WHAT TO DO: How many lines in the listing below contain the string "handle", matching case exactly? Reply with the number alone.

DATASET RECORDS:
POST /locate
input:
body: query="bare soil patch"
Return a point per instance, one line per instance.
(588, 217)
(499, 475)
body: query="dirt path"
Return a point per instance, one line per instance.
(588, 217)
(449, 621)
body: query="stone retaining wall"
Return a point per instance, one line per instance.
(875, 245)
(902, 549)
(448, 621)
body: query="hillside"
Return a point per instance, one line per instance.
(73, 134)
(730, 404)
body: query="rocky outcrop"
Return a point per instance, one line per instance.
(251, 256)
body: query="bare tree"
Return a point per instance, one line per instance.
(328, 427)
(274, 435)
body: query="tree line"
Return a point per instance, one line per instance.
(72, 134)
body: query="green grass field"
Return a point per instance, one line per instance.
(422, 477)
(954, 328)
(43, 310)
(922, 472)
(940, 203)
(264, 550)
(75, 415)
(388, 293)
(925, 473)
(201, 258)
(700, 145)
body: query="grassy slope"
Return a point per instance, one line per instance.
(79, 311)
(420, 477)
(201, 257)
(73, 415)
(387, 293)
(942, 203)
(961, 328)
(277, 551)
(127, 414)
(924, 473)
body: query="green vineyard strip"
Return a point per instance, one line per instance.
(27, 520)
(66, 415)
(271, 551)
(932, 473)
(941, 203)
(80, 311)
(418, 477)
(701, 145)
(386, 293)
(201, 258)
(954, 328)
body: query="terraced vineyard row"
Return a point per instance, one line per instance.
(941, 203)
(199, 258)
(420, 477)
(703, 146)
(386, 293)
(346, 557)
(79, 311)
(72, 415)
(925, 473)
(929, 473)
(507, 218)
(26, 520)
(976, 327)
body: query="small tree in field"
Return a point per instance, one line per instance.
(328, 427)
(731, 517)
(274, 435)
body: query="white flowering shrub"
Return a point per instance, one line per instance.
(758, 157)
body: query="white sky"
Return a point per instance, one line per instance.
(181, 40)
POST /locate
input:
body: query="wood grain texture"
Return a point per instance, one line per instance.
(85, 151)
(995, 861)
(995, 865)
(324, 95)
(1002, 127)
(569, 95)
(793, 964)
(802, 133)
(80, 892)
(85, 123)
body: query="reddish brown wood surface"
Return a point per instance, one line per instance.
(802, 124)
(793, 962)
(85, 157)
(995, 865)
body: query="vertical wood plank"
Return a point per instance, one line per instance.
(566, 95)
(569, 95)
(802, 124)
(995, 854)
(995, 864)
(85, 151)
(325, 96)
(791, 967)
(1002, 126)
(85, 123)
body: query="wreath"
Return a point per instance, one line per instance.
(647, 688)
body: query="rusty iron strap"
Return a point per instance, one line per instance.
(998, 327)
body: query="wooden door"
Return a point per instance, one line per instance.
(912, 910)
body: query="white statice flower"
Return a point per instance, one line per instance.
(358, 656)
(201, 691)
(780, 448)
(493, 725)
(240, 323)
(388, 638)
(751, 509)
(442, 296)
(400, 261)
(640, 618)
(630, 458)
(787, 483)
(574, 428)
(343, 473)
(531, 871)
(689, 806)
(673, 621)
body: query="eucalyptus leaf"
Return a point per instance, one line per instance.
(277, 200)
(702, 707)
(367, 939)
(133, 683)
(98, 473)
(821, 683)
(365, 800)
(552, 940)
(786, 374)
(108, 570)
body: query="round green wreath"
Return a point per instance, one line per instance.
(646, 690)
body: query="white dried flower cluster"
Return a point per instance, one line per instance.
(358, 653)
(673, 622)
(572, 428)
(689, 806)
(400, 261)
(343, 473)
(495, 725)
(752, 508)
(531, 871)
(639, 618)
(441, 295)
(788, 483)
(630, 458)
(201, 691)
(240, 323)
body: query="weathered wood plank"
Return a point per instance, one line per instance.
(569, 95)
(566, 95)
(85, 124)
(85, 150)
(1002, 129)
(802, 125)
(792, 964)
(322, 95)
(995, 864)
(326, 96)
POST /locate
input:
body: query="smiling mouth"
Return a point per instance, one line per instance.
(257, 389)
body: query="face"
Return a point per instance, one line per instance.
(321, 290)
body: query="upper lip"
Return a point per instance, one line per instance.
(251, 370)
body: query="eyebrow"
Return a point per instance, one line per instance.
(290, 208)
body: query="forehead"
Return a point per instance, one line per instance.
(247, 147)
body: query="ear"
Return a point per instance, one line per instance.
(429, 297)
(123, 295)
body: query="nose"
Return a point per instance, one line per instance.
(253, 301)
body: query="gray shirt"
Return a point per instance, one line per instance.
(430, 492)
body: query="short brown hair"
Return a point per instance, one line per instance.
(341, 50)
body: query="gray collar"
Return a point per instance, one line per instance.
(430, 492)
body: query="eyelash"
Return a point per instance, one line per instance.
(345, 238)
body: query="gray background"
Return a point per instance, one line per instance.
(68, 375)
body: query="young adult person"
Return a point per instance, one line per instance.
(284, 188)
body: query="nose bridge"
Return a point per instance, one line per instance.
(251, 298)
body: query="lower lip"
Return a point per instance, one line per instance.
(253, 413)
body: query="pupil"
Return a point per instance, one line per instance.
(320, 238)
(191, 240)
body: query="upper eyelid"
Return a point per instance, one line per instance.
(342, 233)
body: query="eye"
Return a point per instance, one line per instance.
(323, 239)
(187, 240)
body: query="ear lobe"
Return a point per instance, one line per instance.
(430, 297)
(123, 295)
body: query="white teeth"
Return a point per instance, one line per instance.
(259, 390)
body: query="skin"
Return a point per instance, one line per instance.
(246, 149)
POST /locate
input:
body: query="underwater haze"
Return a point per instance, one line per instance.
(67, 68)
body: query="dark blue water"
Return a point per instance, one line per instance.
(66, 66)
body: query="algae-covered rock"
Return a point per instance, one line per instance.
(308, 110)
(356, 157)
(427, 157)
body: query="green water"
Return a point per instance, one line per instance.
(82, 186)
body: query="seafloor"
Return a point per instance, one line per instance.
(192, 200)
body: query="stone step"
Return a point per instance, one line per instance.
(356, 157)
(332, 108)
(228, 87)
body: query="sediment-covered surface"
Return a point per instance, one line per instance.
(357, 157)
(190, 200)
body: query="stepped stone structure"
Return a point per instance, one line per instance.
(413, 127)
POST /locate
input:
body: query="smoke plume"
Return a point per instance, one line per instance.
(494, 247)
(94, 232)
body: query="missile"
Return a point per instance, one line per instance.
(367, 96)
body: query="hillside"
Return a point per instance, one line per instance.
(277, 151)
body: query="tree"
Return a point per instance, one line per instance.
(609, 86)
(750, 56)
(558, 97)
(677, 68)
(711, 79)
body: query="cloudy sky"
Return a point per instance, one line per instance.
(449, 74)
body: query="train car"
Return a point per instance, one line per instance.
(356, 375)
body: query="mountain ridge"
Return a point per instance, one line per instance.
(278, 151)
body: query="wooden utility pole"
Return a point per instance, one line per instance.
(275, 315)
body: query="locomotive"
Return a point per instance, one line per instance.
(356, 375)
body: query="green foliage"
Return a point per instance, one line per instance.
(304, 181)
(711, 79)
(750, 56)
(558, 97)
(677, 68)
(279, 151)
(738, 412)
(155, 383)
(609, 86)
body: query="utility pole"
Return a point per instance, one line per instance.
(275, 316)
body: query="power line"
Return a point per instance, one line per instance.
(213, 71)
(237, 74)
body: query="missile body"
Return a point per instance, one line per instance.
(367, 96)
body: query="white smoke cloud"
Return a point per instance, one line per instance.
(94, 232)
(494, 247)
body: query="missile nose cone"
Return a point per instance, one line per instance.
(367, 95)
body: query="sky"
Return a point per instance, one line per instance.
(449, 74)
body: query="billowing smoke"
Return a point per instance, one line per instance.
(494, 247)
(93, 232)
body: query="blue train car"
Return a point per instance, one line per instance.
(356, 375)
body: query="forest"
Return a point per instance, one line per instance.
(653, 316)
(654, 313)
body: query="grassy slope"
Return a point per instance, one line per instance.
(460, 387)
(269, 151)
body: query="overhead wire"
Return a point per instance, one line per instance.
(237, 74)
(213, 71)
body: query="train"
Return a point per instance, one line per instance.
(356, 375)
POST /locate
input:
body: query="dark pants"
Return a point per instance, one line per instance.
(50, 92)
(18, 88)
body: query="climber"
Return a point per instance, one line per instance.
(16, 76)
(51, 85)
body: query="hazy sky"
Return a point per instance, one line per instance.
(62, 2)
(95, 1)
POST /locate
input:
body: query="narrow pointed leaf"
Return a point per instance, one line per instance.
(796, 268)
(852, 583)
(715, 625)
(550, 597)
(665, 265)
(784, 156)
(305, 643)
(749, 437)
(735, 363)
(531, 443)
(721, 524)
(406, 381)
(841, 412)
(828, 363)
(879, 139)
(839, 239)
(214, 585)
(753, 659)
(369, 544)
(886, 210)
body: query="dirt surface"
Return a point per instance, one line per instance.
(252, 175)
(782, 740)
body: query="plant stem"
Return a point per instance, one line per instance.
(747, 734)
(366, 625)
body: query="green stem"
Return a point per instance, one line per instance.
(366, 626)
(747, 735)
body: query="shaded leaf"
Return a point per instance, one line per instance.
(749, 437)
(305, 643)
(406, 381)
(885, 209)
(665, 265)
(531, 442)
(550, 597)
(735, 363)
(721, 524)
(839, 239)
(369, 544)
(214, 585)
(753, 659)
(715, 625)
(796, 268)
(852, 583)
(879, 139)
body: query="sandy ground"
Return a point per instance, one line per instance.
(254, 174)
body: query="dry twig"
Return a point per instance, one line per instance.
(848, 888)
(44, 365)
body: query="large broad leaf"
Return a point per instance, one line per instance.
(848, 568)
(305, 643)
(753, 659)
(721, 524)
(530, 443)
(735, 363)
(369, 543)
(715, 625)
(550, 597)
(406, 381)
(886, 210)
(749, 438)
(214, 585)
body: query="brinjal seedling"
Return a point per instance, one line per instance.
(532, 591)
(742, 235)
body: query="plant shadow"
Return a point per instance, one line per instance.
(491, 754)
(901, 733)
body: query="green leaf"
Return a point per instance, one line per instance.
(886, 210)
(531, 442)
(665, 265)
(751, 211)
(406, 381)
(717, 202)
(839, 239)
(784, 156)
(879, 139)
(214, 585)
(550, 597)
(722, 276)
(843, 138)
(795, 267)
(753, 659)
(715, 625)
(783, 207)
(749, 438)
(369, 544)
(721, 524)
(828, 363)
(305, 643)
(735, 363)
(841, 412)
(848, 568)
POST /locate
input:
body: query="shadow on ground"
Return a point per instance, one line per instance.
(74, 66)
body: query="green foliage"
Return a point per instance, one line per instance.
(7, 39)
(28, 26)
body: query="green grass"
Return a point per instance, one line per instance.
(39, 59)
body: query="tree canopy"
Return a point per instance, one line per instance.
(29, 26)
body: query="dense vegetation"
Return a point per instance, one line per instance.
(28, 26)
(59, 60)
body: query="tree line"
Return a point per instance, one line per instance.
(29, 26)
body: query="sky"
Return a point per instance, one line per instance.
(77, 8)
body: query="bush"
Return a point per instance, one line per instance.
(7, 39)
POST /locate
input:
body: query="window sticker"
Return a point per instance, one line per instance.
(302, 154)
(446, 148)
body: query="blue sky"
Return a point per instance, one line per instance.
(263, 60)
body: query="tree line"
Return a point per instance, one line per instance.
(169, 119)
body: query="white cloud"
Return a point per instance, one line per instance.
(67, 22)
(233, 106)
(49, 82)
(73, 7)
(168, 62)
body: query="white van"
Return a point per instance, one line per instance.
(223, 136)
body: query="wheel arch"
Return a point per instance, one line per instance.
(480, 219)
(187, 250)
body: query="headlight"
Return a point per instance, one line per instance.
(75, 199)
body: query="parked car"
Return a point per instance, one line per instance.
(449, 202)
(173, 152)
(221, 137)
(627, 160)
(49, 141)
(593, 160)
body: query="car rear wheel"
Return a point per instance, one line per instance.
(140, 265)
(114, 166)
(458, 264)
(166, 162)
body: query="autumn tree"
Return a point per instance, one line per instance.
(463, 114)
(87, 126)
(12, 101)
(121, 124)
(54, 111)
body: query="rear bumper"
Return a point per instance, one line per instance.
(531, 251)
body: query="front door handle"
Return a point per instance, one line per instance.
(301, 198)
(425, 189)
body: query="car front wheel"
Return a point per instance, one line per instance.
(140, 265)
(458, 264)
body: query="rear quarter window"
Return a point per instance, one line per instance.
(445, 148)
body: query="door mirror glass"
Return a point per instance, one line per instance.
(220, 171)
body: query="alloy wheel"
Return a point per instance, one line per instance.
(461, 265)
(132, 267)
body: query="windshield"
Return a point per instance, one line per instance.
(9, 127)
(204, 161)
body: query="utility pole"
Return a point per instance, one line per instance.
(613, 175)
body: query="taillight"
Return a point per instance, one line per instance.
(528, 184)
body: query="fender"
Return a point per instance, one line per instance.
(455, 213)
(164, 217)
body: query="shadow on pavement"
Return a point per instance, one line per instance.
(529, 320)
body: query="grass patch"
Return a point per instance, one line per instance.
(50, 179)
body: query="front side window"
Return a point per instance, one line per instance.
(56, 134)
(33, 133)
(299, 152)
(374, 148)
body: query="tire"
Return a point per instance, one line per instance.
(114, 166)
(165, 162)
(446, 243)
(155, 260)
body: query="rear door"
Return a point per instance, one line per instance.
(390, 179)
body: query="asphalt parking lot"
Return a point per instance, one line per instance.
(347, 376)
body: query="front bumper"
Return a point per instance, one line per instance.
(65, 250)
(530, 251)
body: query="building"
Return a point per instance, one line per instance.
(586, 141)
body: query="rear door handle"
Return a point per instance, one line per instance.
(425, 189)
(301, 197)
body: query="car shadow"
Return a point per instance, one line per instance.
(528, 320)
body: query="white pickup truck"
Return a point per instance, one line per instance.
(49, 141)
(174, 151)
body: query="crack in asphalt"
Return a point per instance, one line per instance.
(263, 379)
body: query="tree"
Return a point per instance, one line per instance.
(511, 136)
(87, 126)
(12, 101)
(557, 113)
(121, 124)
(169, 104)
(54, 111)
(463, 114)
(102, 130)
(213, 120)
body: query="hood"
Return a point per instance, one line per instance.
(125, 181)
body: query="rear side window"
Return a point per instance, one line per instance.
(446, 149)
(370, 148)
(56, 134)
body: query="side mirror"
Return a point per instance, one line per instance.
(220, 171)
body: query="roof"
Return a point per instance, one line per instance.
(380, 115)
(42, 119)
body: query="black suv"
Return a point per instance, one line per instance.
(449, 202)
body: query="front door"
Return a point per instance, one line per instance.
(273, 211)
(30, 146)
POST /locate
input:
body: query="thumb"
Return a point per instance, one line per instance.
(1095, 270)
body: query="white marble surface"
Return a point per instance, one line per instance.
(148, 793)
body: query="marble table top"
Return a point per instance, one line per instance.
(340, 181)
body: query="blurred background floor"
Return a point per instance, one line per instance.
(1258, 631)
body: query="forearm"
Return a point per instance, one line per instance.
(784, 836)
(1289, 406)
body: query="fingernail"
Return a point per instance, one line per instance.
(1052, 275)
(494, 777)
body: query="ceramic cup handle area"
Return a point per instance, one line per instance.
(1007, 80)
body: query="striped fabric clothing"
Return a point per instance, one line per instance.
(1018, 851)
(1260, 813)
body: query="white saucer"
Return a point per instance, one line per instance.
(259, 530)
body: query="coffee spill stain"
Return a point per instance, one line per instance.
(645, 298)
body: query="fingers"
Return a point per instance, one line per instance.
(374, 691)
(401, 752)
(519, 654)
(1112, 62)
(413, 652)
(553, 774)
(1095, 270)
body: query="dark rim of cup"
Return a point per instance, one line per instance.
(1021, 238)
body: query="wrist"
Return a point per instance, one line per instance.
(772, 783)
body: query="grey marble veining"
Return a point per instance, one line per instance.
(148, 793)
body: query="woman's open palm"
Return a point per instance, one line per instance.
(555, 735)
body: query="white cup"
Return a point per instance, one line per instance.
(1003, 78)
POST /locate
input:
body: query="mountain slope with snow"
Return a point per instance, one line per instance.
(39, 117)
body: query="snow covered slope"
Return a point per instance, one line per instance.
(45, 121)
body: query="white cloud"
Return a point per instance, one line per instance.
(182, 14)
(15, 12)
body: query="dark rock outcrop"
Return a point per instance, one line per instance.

ANSWER TO THIS EXERCISE: 3